(Records to use)
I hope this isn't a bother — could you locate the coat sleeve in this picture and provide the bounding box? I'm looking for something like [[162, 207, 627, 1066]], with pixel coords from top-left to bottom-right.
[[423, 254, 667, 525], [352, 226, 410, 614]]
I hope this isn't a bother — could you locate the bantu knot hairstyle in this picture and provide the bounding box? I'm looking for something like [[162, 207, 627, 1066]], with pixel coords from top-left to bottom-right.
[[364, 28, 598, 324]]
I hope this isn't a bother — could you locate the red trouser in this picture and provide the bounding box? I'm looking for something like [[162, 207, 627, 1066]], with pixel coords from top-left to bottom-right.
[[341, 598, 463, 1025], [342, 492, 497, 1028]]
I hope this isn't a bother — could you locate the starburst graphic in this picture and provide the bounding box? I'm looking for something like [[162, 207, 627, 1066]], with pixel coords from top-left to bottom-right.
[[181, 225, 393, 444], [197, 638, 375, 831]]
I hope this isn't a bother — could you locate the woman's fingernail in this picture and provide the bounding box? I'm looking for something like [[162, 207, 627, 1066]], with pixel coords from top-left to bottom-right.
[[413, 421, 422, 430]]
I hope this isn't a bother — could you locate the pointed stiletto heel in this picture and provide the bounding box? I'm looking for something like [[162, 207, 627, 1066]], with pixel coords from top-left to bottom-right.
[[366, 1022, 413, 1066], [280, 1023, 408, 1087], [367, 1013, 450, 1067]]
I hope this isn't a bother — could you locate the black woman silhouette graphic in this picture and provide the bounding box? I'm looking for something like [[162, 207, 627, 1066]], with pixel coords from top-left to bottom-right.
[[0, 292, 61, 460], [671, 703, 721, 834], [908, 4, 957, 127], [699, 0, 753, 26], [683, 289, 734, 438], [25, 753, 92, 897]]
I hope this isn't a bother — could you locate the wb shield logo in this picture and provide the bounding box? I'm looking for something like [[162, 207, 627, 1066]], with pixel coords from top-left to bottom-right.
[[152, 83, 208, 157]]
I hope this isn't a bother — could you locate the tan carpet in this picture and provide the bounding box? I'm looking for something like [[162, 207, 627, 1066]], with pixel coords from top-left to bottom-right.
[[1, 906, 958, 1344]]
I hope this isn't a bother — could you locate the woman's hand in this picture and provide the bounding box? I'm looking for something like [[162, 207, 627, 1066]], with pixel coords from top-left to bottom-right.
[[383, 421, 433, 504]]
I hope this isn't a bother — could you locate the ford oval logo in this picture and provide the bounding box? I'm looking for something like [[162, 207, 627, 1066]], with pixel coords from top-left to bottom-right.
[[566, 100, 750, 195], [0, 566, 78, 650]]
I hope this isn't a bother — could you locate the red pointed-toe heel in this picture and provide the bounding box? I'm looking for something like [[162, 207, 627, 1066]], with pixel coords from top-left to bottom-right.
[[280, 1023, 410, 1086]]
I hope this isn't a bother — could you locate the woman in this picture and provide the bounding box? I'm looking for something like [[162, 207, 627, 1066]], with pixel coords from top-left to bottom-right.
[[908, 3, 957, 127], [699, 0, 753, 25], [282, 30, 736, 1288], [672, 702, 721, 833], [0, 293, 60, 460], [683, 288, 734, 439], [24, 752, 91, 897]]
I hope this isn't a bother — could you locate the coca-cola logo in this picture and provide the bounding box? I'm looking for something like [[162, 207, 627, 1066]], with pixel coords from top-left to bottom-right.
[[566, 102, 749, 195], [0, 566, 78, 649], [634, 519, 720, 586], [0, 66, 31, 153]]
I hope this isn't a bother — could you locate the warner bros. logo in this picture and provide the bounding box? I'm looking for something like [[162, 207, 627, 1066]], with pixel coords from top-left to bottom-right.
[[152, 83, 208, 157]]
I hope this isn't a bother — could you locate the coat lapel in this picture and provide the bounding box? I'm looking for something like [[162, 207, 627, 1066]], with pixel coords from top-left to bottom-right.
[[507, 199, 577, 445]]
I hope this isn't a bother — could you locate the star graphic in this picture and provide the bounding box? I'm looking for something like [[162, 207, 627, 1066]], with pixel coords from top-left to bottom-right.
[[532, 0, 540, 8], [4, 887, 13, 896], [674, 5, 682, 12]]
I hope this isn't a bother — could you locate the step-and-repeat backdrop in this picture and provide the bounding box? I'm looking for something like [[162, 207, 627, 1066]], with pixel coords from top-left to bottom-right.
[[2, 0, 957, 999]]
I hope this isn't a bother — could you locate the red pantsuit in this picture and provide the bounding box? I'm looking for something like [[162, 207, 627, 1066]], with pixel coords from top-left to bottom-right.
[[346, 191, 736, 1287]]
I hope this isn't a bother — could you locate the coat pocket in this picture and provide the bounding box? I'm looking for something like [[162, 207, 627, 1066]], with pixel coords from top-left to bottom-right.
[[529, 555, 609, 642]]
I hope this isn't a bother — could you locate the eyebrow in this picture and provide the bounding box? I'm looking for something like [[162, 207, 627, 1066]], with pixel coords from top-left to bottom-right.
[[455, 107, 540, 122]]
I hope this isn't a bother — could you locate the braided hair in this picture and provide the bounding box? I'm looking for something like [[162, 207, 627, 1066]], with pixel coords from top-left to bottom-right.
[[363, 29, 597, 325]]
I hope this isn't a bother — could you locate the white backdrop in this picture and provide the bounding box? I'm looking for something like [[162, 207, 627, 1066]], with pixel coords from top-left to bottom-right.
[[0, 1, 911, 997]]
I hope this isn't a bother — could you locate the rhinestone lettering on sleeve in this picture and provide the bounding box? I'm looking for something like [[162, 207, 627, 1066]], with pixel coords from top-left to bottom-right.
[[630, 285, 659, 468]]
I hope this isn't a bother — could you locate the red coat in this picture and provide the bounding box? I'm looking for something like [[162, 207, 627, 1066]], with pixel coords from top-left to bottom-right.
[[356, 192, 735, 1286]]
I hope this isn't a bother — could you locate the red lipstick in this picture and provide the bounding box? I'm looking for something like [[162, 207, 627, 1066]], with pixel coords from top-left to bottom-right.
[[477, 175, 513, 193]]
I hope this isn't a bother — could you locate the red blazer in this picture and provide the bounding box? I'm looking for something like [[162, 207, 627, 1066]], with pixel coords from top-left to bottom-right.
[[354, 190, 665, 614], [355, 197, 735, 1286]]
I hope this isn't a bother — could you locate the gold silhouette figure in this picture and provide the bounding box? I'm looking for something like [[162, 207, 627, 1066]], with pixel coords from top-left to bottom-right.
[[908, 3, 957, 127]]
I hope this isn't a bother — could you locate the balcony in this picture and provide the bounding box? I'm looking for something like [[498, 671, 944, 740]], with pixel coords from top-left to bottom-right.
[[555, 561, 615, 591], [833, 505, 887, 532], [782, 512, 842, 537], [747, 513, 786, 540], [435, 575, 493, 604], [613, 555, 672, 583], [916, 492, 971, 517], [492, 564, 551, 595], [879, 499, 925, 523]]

(Exercise goal) Output the records above, each one exactly, with none left out.

(Answer to the exercise)
I hope this isn't a bother — could you locate the coat sleeve in this picture and provide the bounding box? I'm looking for something like [[162, 207, 627, 1066]], with pixel coords from top-left to bottom-right.
[[423, 254, 667, 525], [352, 226, 410, 614]]
I hope this isn't a bother — could you locate the bantu knot hairstyle in this picture and provide the bounding box? I'm looking for something like [[162, 207, 627, 1066]], with pixel coords from top-left to bottom-right.
[[364, 28, 598, 324]]
I hope this isn't a bother — could you locate the red trouser in this picture and provide the bounding box? I'm looking for something like [[162, 207, 627, 1066]], with pixel coords from top-left to bottom-right.
[[341, 598, 463, 1025], [342, 492, 497, 1028]]
I hope this isn't a bother — could you locate the starburst graphic in this picture and provide the bounding box? I'm looking for something like [[162, 207, 627, 1066]], with pixel coords from top-left to bottom-right.
[[181, 225, 393, 444], [197, 638, 375, 831]]
I hope this isn't a bother — could you locate the woman's fingernail in this picture and provide the bounding box? I'm looking for something like [[162, 207, 627, 1066]], with pixel coords from top-left to bottom-right.
[[413, 421, 422, 430]]
I hope this isn't a bother — could you locate the pointed stiletto heel in this picture and provide the bounding box? I'm looking for something like [[162, 207, 627, 1066]], with pixel coords from top-left to bottom-right.
[[366, 1022, 413, 1066], [280, 1023, 408, 1087], [367, 1013, 450, 1067]]
I hope this isn't a bother — could you locate the black woman silhouette graphic in this picture and provide the bounding box? I'm looking for something like [[162, 207, 627, 1066]], with pixel coords from top-left to bottom-right.
[[0, 292, 61, 460], [671, 703, 721, 834], [908, 4, 957, 127], [699, 0, 753, 26], [683, 289, 734, 438], [25, 753, 92, 897]]
I hope this isn't a bother — could you locate the wb shield logo in this picture and provide the bounding box? I'm looking for something like [[162, 207, 627, 1066]], with pixel coords from top-left to bottom-right.
[[152, 83, 208, 157]]
I hope this isn't a bother — could you locate the tan carpet in this picture and provide the bounding box? I'm looking for something like [[162, 207, 627, 1066]], with pixel coords from top-left to bottom-right.
[[1, 906, 958, 1344]]
I hope this isn't a bother — could you locate the woman's hand in this picture and provide the bounding box? I'm looking for something like [[162, 207, 627, 1066]], with pixel coords from top-left to bottom-right.
[[383, 421, 433, 504]]
I hope this isn't a bother — could you locate the ford oval logo in this picture and provide the bounding box? I'm looking for something like [[162, 207, 627, 1066]], with pixel coords from top-left to bottom-right.
[[566, 100, 750, 195], [0, 566, 78, 650]]
I hope this isn't a bother — could you locate the red pointed-toe heel in this picture and provide the bounding box? I'm looking for something like [[162, 207, 627, 1066]], with pixel coords from top-left to bottom-right.
[[280, 1023, 410, 1086]]
I hope this isn't a bother — could you locate the woman in this picture and provide the bounding box? I'm looking for something like [[162, 207, 627, 1066]], with pixel coords from top-left to bottom-right.
[[908, 3, 957, 127], [699, 0, 753, 25], [282, 30, 736, 1288], [672, 702, 721, 833], [0, 293, 60, 460], [683, 288, 734, 439], [24, 752, 91, 897]]
I hope this isn't a bother — could you locate the coca-cola logo in this picture and provide the bounding box? I'm looking for something like [[162, 207, 627, 1066]], with pixel coords from top-left to bottom-right.
[[566, 102, 749, 195], [0, 566, 78, 649], [634, 519, 720, 586], [0, 66, 31, 153]]
I hope this isn't a bother — could you locate the warner bros. logo in this picture and provide the bounding box? I'm looking for something like [[162, 207, 627, 1066]], with pixel coords from top-left to bottom-right.
[[152, 83, 208, 157]]
I hope this isn't a bother — could you locate the coat lapel in this picture and provide the bounding box? I'm looking for something like [[162, 207, 627, 1066]], with pixel coords from top-left to bottom-right.
[[507, 199, 577, 445]]
I hope this isn't a bother — could you locate the star graphic in this picture and provide the bounding box? I'm looking for something like [[162, 207, 627, 1066]], with pixel coords from top-left to bottom-right.
[[532, 0, 540, 8], [4, 887, 13, 896], [674, 5, 682, 12]]
I hope this isn't a bother — could you locate the step-and-repeat backdrop in this picture and provide the bounding box? I'm looking for something like [[162, 207, 627, 1066]], with pixel coords from top-left to bottom-right.
[[2, 0, 957, 999]]
I hope this isn't a bother — could you locate the red pantsuit in this picture and provide the bounding box? I'm looking for something like [[162, 207, 627, 1066]], with pixel coords from top-left to bottom-right.
[[346, 191, 736, 1287]]
I hope this isn't a bother — could you locate the coat pocket in this picture and provide the bounding box? I'm looking for something like [[162, 207, 627, 1066]], with pixel coords from top-left to bottom-right.
[[529, 555, 609, 642]]
I hope this isn't a bother — could you locate the eyebrow in this picture and provide the bounding box? I'm looking for something like [[162, 207, 627, 1066]], with pixel coords from top-left to bottom-right.
[[455, 107, 540, 122]]
I hope this isn't a bother — could you locate the braided hair in this picture and provide the bounding box? I'm looking for something like [[162, 207, 627, 1066]], with pixel coords from top-left to bottom-right.
[[363, 29, 597, 325]]
I hope this isn't a bother — could you locate the white backdrop in this picture and provide the bounding box? I'm looking for something like [[162, 207, 627, 1066]], with pixel coords from top-left to bottom-right.
[[0, 1, 911, 997]]
I hope this isn't a bother — could you locate the rhinestone lettering on sleeve in this picture and provide the bounding box? I'm looking for something like [[162, 207, 627, 1066]], with pixel coords from top-left to bottom-right.
[[630, 285, 659, 468]]
I hope this isn't a bother — could you locate the red coat in this picture and provide the bounding box? I'm looking for something like [[162, 207, 627, 1066]], with pixel coords from top-left to bottom-right.
[[356, 192, 735, 1286]]
I hope this isn't a bother — could you locate the red lipstick in this picture and provide the bounding box? I'm looking for something like [[162, 207, 627, 1066]], with pixel coords from top-left to bottom-right.
[[477, 175, 513, 193]]
I hope this isn't a bother — could you locate the red blazer in this picture and provide the bounding box? I'm looking for something like [[162, 207, 627, 1066]], with pixel coords from top-left to bottom-right.
[[354, 190, 665, 614], [355, 197, 735, 1286]]
I hope this isn't a bother — could you locate the gold silhouette figure in this picture and provide the bounding box? I'm looking for something like [[162, 207, 627, 1066]], with pixel coords from top-left to bottom-right.
[[908, 3, 957, 127]]
I hope this isn't a bother — could you locate the balcony in this picture and provide the bounding box? I'm looking for something like [[498, 671, 944, 740]], with pixel coords from top-left to bottom-right.
[[555, 561, 615, 591], [833, 505, 887, 532], [782, 512, 842, 537], [747, 513, 786, 540], [435, 575, 493, 604], [613, 555, 672, 583], [916, 492, 971, 517], [492, 564, 551, 595], [879, 499, 925, 523]]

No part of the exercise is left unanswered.